- [Task directions]: Your answer should be the data below, reproduced with nothing changed.

---------- Extracted material ----------

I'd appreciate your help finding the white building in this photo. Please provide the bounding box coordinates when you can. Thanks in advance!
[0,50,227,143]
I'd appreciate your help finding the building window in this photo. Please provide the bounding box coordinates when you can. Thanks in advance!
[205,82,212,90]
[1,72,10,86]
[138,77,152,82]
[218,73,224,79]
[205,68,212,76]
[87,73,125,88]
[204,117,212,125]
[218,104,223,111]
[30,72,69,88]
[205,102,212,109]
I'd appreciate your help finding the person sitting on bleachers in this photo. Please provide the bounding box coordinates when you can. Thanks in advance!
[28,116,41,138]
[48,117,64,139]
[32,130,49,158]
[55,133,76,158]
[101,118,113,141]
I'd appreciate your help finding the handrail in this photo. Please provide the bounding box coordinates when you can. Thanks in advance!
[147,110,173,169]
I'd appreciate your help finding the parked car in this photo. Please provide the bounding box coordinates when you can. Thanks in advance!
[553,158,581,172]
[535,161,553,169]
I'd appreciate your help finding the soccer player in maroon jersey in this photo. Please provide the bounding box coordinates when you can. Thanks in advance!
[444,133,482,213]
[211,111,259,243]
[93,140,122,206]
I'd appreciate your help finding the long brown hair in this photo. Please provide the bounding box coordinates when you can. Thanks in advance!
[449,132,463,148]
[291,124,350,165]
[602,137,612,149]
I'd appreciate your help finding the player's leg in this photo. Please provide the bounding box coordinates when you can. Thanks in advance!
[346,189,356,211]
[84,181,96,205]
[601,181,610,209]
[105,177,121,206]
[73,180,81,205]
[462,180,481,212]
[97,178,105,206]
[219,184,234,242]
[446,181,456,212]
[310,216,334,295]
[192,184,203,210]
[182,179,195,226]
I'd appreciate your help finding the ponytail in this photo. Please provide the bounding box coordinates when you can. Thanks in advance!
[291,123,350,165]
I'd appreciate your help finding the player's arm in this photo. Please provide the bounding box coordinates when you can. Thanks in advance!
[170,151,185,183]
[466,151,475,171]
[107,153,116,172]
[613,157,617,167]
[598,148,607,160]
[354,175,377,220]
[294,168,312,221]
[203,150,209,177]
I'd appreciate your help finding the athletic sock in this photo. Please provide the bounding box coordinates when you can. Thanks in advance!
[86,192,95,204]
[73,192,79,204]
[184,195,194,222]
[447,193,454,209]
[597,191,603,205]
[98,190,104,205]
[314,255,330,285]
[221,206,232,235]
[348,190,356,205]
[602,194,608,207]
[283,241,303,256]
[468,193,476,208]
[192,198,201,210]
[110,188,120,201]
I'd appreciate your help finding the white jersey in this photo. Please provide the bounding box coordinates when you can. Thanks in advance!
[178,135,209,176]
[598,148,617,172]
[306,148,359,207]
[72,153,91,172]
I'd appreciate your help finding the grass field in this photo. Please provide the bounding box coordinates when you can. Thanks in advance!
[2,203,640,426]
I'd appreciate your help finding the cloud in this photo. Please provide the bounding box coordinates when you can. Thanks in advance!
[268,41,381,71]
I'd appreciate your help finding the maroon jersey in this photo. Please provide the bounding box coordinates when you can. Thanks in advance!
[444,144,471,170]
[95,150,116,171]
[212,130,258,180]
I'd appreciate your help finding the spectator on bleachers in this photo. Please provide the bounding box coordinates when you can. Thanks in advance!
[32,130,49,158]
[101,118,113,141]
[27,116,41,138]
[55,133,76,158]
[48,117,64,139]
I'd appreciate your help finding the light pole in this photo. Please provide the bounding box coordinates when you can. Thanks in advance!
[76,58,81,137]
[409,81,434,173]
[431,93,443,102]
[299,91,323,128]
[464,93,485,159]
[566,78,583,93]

----------

- [Answer area]:
I'd appreciate your help finding the white building in this photo. Please provide the bounding box coordinates when you can. Thanks in advance!
[0,50,227,143]
I'd appreciate your help finding the building window in this photo. Please provide the bounding box coordinates when you can. Thanks in advance!
[205,82,212,90]
[1,72,10,86]
[138,77,152,82]
[218,73,224,79]
[205,68,212,76]
[87,73,125,88]
[204,117,212,125]
[218,104,223,111]
[30,72,69,88]
[205,102,212,109]
I'd appreciate your help finding the person sitting on bleachers in this photo. Please provide the bounding box coordinates when you can. Thanks in advance!
[28,116,41,138]
[48,117,64,139]
[32,130,49,158]
[55,133,76,158]
[101,118,113,141]
I'd appreciate your help finding the handrail in this photo. Please provide the bounding box coordinates when you can. Thanks in advance!
[147,110,173,169]
I'd appreciate your help finding the parked car in this photo. Please provide the bounding box coordinates when you can. Thanks in advance!
[553,158,581,172]
[535,161,553,169]
I'd appreciate your help finding the soccer player in maroon jersey in this photo. Please provide the bounding box coordinates when you can. Thanks in advance!
[444,133,482,213]
[211,111,259,243]
[93,140,122,206]
I'd appreciate your help finding the long brown hair in this photo. Please provide the bounding box coordinates when you can. Thanks in advance!
[449,132,463,148]
[291,124,350,165]
[602,137,612,149]
I'd appreciate your help finding the player's leg in this photo. Please provide the bounding box coordinates when you can. Thanks in advance!
[346,189,356,211]
[84,181,96,205]
[601,181,610,209]
[105,177,121,206]
[73,180,81,205]
[462,180,481,212]
[97,178,105,206]
[219,184,234,242]
[446,181,456,212]
[310,216,334,295]
[192,184,203,210]
[182,179,195,226]
I'd appreciate your help finding the ponytail in this photo. Please provide the bounding box coordinates when you can. Thanks in advance!
[291,123,350,165]
I'd appreciate your help finding the player's arm in this photo. Please provide the bounding box coordinates when you can. Thanks in advance!
[170,151,185,183]
[466,151,475,171]
[107,153,116,172]
[613,157,617,167]
[598,148,607,160]
[354,175,377,220]
[294,168,312,221]
[203,150,209,177]
I'd appreciate your help finding the athletic sock in this photo. Please provide the bounding box coordinates when you can. Thanks in advance!
[86,192,95,204]
[73,192,79,204]
[184,195,194,222]
[447,193,454,209]
[597,191,603,205]
[98,190,104,205]
[314,255,330,285]
[221,206,232,235]
[348,190,356,205]
[602,194,608,207]
[283,241,303,256]
[468,193,476,208]
[192,198,201,210]
[110,188,120,201]
I'd appreciate your help finding the white jersey in this photo. Please provide the bounding box coordinates when you can. Thanks in advance!
[178,135,209,176]
[598,148,617,172]
[306,148,359,207]
[72,153,91,172]
I'd appreciate your help finding the grass field in this photo. Please provide the bounding box coordinates when you can. Thanks in advance!
[2,203,640,426]
I'd appreciate your help finding the cloud in this photo. Please provide the bounding box coordinates when you can. Thanks in advance!
[268,41,381,71]
I'd appreciate your help finding the maroon jersey in this photo. Please provide the bounding box coordinates when you can. Thanks in advance!
[444,144,471,170]
[95,150,116,171]
[212,130,258,180]
I'd appreciate your help finding the spectator on bleachers in this photo. Please provide the bounding box coordinates when you can. Thanks in advance!
[32,130,49,158]
[101,118,113,141]
[27,116,41,138]
[55,133,76,158]
[48,117,64,139]
I'd appreciate your help finding the light pole in this photo. Please provide the bounding box coordinates when you can. Thanks in advance!
[76,58,81,137]
[409,81,434,173]
[431,93,443,102]
[299,91,323,128]
[464,93,485,159]
[566,78,583,93]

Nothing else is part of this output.